■ **ABOUT THIS TASK**:
Every record below, from first to last: print it exactly as shown.

■ **THE INPUT**:
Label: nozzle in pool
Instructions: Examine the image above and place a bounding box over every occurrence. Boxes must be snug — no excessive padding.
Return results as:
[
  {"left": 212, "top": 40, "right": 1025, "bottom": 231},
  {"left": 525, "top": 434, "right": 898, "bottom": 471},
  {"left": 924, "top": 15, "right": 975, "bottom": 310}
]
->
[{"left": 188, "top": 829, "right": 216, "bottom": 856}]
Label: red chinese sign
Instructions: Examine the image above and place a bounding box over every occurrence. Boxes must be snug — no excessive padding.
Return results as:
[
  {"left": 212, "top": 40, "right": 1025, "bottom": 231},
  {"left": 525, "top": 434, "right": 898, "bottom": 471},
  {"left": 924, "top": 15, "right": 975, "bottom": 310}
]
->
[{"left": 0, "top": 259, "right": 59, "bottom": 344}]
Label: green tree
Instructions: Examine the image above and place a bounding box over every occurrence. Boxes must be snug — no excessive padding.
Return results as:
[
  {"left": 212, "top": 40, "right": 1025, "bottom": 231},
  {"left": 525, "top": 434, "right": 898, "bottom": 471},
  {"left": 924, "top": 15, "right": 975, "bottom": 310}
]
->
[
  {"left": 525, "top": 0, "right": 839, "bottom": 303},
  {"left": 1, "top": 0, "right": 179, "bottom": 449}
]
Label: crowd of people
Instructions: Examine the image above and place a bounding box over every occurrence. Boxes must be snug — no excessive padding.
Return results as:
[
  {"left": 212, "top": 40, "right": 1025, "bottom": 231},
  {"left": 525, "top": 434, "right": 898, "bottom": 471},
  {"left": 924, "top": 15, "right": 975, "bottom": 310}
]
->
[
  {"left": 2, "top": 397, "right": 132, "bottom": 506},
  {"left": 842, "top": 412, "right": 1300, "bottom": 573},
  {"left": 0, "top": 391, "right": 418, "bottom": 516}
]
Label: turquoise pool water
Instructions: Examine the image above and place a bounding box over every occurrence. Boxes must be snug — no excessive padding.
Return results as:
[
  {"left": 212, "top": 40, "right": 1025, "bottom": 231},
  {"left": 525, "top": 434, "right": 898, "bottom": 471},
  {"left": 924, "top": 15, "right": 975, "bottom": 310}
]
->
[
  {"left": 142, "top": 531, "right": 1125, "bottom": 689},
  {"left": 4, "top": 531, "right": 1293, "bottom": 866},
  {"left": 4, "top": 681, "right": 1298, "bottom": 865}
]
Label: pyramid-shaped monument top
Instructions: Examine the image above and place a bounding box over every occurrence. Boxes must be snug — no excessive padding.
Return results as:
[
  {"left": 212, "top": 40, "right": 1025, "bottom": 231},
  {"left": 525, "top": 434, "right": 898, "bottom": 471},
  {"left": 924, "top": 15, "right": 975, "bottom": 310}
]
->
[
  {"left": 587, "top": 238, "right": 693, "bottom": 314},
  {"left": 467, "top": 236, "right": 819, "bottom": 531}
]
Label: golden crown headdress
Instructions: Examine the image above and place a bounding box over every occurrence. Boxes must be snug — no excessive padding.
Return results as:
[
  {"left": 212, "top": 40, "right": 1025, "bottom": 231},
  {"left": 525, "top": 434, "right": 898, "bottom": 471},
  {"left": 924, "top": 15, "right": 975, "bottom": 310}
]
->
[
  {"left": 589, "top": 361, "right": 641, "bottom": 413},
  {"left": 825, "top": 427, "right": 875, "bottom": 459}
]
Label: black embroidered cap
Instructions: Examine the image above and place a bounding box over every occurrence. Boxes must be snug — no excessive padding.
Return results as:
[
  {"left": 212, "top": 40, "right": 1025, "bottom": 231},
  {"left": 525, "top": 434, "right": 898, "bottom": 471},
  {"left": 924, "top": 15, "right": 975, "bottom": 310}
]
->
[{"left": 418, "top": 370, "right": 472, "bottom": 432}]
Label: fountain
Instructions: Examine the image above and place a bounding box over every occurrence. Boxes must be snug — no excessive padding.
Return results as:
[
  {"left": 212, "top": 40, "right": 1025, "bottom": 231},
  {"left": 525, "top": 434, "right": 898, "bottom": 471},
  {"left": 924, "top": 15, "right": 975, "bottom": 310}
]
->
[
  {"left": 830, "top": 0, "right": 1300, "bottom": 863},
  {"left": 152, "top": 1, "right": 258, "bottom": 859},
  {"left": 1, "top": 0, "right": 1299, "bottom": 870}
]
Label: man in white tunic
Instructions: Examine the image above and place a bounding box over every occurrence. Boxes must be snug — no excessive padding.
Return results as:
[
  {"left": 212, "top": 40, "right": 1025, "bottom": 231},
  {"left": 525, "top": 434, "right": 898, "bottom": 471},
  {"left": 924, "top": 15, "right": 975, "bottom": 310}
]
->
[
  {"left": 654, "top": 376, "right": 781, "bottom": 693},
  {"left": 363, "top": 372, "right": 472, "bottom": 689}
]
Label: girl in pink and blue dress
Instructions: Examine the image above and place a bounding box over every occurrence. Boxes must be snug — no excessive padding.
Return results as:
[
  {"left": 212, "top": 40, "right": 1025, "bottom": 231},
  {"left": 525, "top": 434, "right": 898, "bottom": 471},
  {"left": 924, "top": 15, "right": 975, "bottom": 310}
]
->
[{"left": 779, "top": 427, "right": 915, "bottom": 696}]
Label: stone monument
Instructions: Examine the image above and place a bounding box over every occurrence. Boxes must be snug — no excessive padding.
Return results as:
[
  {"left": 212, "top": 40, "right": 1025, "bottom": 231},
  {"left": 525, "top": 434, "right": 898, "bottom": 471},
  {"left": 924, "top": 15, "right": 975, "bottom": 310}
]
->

■ **RESULT**:
Label: nozzle in pool
Instructions: Examine the image above and place a bounding box over every occurrence. Boxes must be snug — no excessive padding.
Return results as:
[
  {"left": 212, "top": 40, "right": 1025, "bottom": 231},
  {"left": 525, "top": 434, "right": 898, "bottom": 471},
  {"left": 924, "top": 15, "right": 975, "bottom": 310}
]
->
[{"left": 188, "top": 829, "right": 216, "bottom": 856}]
Label: red chinese sign
Instructions: Examine the image above and place a bounding box over every occurrence. Boxes must be snug — no excessive padding.
Return results as:
[
  {"left": 212, "top": 40, "right": 1025, "bottom": 231},
  {"left": 525, "top": 434, "right": 898, "bottom": 471},
  {"left": 924, "top": 15, "right": 975, "bottom": 310}
]
->
[{"left": 0, "top": 259, "right": 59, "bottom": 344}]
Label: green tree
Instructions: Examine the image above and place a bounding box over every occurrence. Boxes must be snug — no excessive padding.
Return results as:
[
  {"left": 212, "top": 40, "right": 1025, "bottom": 231},
  {"left": 525, "top": 434, "right": 898, "bottom": 471},
  {"left": 924, "top": 15, "right": 975, "bottom": 310}
]
->
[
  {"left": 525, "top": 0, "right": 839, "bottom": 303},
  {"left": 1, "top": 0, "right": 179, "bottom": 449}
]
Label: crowd of people
Instructions: Examine the image above and place a bounding box over every occurrence. Boxes must be snug — no excessive padding.
Return results as:
[
  {"left": 212, "top": 40, "right": 1025, "bottom": 231},
  {"left": 525, "top": 434, "right": 898, "bottom": 471},
  {"left": 924, "top": 15, "right": 975, "bottom": 310}
]
->
[
  {"left": 2, "top": 397, "right": 132, "bottom": 506},
  {"left": 842, "top": 412, "right": 1300, "bottom": 573},
  {"left": 0, "top": 391, "right": 418, "bottom": 516}
]
Label: turquoise pool water
Instructions: Examine the image above and place a bounding box over every occurrence. Boxes must be snug — no excessive padding.
Return results as:
[
  {"left": 212, "top": 40, "right": 1025, "bottom": 231},
  {"left": 525, "top": 434, "right": 898, "bottom": 471},
  {"left": 924, "top": 15, "right": 975, "bottom": 310}
]
->
[
  {"left": 142, "top": 531, "right": 1125, "bottom": 689},
  {"left": 4, "top": 531, "right": 1293, "bottom": 866},
  {"left": 4, "top": 681, "right": 1298, "bottom": 865}
]
Label: pyramid-shaped monument top
Instructions: Examine the image above and place a bounding box over every occurrence. Boxes must be snug — no excessive padding.
Return results as:
[
  {"left": 212, "top": 40, "right": 1025, "bottom": 231},
  {"left": 525, "top": 434, "right": 898, "bottom": 471},
  {"left": 924, "top": 15, "right": 975, "bottom": 310}
]
->
[
  {"left": 587, "top": 238, "right": 693, "bottom": 314},
  {"left": 467, "top": 236, "right": 819, "bottom": 531}
]
Label: golden crown headdress
Instructions: Examine the image above and place a bounding box over every occurrence. Boxes must be snug — no excessive padding.
Return results as:
[
  {"left": 212, "top": 40, "right": 1025, "bottom": 231},
  {"left": 525, "top": 434, "right": 898, "bottom": 471},
  {"left": 924, "top": 15, "right": 975, "bottom": 310}
]
->
[
  {"left": 589, "top": 361, "right": 641, "bottom": 413},
  {"left": 825, "top": 427, "right": 875, "bottom": 459}
]
Label: black embroidered cap
Instructions: Examine the image above and place a bounding box over every occurrence. Boxes must be snug — no excessive padding.
Return results as:
[
  {"left": 212, "top": 40, "right": 1025, "bottom": 231},
  {"left": 525, "top": 434, "right": 898, "bottom": 471},
  {"left": 924, "top": 15, "right": 975, "bottom": 310}
]
->
[{"left": 418, "top": 370, "right": 472, "bottom": 432}]
Label: fountain
Instructions: Examine the image above and place a bounding box over every occurrence. Boxes must be snug — no excessive padding.
Return results as:
[
  {"left": 212, "top": 40, "right": 1025, "bottom": 231},
  {"left": 525, "top": 434, "right": 898, "bottom": 471},
  {"left": 924, "top": 15, "right": 975, "bottom": 310}
]
->
[
  {"left": 830, "top": 0, "right": 1300, "bottom": 863},
  {"left": 152, "top": 1, "right": 258, "bottom": 859},
  {"left": 1, "top": 0, "right": 1299, "bottom": 870}
]
Label: man in white tunic
Instructions: Examine the image above and place a bounding box over every occurrence. Boxes must be snug — no excessive padding.
Return results as:
[
  {"left": 212, "top": 40, "right": 1025, "bottom": 231},
  {"left": 525, "top": 434, "right": 898, "bottom": 471},
  {"left": 924, "top": 15, "right": 975, "bottom": 310}
]
->
[
  {"left": 654, "top": 376, "right": 781, "bottom": 693},
  {"left": 363, "top": 372, "right": 472, "bottom": 689}
]
Label: girl in pink and blue dress
Instructions: Examine the image above and place a bounding box over every occurrence. Boxes must be snug — no excessive padding.
Return results as:
[
  {"left": 212, "top": 40, "right": 1025, "bottom": 231},
  {"left": 525, "top": 434, "right": 898, "bottom": 471},
  {"left": 924, "top": 15, "right": 975, "bottom": 310}
]
->
[{"left": 779, "top": 427, "right": 915, "bottom": 696}]
Label: stone monument
Instructions: Examine the image above and place a bounding box over every occurrence. Boxes must be snug — no excessive padding.
Return results as:
[
  {"left": 212, "top": 40, "right": 1025, "bottom": 231},
  {"left": 525, "top": 434, "right": 898, "bottom": 471},
  {"left": 924, "top": 15, "right": 975, "bottom": 310}
]
->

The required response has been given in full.